▶ [Aufgaben]
(A) Übertragen Sie aus dem Textabschnitt wortgetreu die Passage zwischen "Bündnis 90/Die Grünen" und "Plattform europäisch verzahnen.", beide Stellen eingeschlossen.
(B) Beantworten Sie anhand des Textabschnitts knapp:
(i) Was sollen die Rundfunkanstalten nach dem Wunsch der Union eingehen und schaffen?
(ii) Wodurch soll die Finanzierung laut Bündnis 90/Die Grünen weiterhin erfolgen, wodurch nicht?
(iii) Unter welcher Bedingung wollen die Grünen die Mediatheken dauerhaft zugänglich machen?

Die Union fordert eine Reform, "die dem technischen Fortschritt und dem veränderten Nutzungsverhalten" Rechnung trägt. Sie wünscht sich, dass Rundfunkanstalten stärkere Kooperationen eingehen und weitere Synergien schaffen – "auch im Sinne der Beitragszahlerinnen und Beitragszahler".

Bündnis 90/Die Grünen betonen, dass die Finanzierung weiterhin durch Beiträge und nicht durch Steuern erfolgen soll. Aber: "Weil der öffentlich-rechtliche Rundfunk von allen finanziert wird, muss er auch alle erreichen", sagen die Grünen und sehen da Reformbedarf. Die bisherigen Angebote müssten überprüft, die Digitalisierung vorangetrieben werden. Die Rundfunkräte müssen aus Sicht der Grünen die Vielfalt unserer Gesellschaft besser abbilden, "durchsetzungsstärker sowie sender- und staatsferner" werden. Die Mediatheken der Öffentlich-Rechtlichen wollen die Grünen – bei angemessener Vergütung der Urheber – dauerhaft zugänglich machen und auf einer gemeinsamen Plattform europäisch verzahnen.

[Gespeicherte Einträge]
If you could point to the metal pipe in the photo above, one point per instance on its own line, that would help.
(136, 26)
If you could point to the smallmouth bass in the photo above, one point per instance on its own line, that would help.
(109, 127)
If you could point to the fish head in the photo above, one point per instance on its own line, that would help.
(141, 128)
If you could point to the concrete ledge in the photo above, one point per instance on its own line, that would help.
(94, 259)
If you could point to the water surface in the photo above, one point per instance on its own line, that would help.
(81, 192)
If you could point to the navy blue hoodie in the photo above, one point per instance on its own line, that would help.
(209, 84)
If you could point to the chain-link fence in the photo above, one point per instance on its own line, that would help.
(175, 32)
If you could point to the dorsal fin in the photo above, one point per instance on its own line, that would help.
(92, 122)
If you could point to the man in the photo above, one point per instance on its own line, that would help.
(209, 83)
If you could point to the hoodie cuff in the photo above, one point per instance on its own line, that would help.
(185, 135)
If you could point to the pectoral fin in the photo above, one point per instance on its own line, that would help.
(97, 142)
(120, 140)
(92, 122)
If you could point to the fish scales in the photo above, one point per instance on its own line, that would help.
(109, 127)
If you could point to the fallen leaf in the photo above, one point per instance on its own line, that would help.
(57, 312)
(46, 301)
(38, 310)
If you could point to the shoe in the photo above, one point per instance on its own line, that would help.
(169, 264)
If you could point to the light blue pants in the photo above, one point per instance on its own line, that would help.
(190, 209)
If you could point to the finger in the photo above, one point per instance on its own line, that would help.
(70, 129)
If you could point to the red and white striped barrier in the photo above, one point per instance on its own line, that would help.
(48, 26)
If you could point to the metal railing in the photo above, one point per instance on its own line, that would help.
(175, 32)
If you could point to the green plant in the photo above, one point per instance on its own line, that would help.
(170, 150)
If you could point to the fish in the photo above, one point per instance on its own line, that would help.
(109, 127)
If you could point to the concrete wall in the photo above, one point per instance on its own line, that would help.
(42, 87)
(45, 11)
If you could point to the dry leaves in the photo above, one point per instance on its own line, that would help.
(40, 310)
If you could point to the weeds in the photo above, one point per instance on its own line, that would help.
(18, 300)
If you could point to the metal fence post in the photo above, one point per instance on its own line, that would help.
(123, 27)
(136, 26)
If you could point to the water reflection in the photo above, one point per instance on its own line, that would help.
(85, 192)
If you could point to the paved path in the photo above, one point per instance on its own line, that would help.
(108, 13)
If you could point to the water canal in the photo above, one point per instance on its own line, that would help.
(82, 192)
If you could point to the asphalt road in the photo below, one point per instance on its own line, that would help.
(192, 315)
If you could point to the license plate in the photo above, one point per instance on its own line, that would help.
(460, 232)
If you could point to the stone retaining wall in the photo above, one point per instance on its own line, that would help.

▶ [Lösungen]
(A)
Bündnis 90/Die Grünen betonen, dass die Finanzierung weiterhin durch Beiträge und nicht durch Steuern erfolgen soll. Aber: "Weil der öffentlich-rechtliche Rundfunk von allen finanziert wird, muss er auch alle erreichen", sagen die Grünen und sehen da Reformbedarf. Die bisherigen Angebote müssten überprüft, die Digitalisierung vorangetrieben werden. Die Rundfunkräte müssen aus Sicht der Grünen die Vielfalt unserer Gesellschaft besser abbilden, "durchsetzungsstärker sowie sender- und staatsferner" werden. Die Mediatheken der Öffentlich-Rechtlichen wollen die Grünen – bei angemessener Vergütung der Urheber – dauerhaft zugänglich machen und auf einer gemeinsamen Plattform europäisch verzahnen.

(B)
(i) Stärkere Kooperationen und weitere Synergien.
(ii) Durch Beiträge, nicht durch Steuern.
(iii) Bei angemessener Vergütung der Urheber.